*Problem 1*
Copy the GMC physician profile word for word, starting at "I received my" and ending at "an administrative role.".
*Problem 2*
According to the GMC physician profile, what subject did the physician major in at the University of Michigan?

*Text for analysis*
* * * * * * * * *

When he joined GMC: March 10, 2008
Current role: Executive Vice President and Chief Medical Officer
What he does: My role spans the following:
Why GMC? After serving as a practicing pulmonary and critical care physician in Connecticut, I began to do administrative work. I served as VP of Medical Affairs and Chief Medical Officer at two Connecticut hospitals, before I decided to take on my current role at GMC.
I saw the position at GMC as an opportunity to take on a leadership role at a larger, more complex organization. That, combined with a competitive landscape and a fast-growing community, represented a compelling challenge. And of course, the geography was a chance to live in the Atlanta area and enjoy not having to deal with as much snow, ice and frigid weather.
Getting started in healthcare: In high school, I started thinking about working in healthcare. I attended the University of Michigan in Ann Arbor and majored in Zoology. By the end of college, I had a pretty good idea I was heading to medical school.
I received my MD degree from The Mount Sinai School of Medicine in New York City and began an internal medicine residency also in NYC. I then went into the public health service and was stationed at a small primary care practice for two years in Eastern Oregon (right on the Oregon-Idaho border).
After that, I finished my residency at UMASS in Worcester and did my pulmonary fellowship at a Yale program at Norwalk Hospital. I served in a private practice in Torrington, CT – practicing full time until 1995, when I took on an administrative role.
What he likes best at GMC: I really like the people in the organization and the fact that it is one of the warmer, more collaborative places that I have worked. I also enjoy the diversity of the community and the GMC associates who hail from every background and from all over the globe.
When he’s not working: I do a lot of photography and postprocessing of images. I’d consider myself a very advanced amateur at taking photos and using image editing software. I have dabbled in some fine art aspects of this.

* * * * * * * * *

*Excerpted data*

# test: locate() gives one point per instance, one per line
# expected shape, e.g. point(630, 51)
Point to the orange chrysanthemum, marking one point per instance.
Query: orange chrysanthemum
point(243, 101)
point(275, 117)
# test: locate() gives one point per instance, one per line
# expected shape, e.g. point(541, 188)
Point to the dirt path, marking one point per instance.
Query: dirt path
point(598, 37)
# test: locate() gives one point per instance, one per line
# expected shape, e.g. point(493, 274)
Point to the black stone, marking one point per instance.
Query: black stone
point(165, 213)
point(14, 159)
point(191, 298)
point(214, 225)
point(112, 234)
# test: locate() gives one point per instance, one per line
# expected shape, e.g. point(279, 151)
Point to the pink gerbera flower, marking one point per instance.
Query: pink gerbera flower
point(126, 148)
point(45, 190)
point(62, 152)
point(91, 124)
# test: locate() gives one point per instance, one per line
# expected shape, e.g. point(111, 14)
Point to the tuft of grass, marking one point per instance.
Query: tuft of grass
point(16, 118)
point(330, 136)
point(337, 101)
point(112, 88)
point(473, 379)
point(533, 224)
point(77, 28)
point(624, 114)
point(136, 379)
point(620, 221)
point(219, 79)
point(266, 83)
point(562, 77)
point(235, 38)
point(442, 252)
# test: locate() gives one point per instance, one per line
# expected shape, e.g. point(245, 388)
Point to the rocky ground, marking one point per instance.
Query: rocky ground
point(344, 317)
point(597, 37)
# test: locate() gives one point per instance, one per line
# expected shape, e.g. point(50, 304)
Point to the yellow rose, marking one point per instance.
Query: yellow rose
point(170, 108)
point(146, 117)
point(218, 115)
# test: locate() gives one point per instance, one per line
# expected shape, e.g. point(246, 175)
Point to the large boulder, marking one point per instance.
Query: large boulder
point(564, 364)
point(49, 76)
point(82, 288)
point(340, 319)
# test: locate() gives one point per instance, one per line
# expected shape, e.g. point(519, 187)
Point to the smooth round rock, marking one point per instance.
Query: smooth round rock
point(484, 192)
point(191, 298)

* * * * * * * * *

*Written solution 1*
I received my MD degree from The Mount Sinai School of Medicine in New York City and began an internal medicine residency also in NYC. I then went into the public health service and was stationed at a small primary care practice for two years in Eastern Oregon (right on the Oregon-Idaho border).
After that, I finished my residency at UMASS in Worcester and did my pulmonary fellowship at a Yale program at Norwalk Hospital. I served in a private practice in Torrington, CT – practicing full time until 1995, when I took on an administrative role.

*Written solution 2*
Zoology.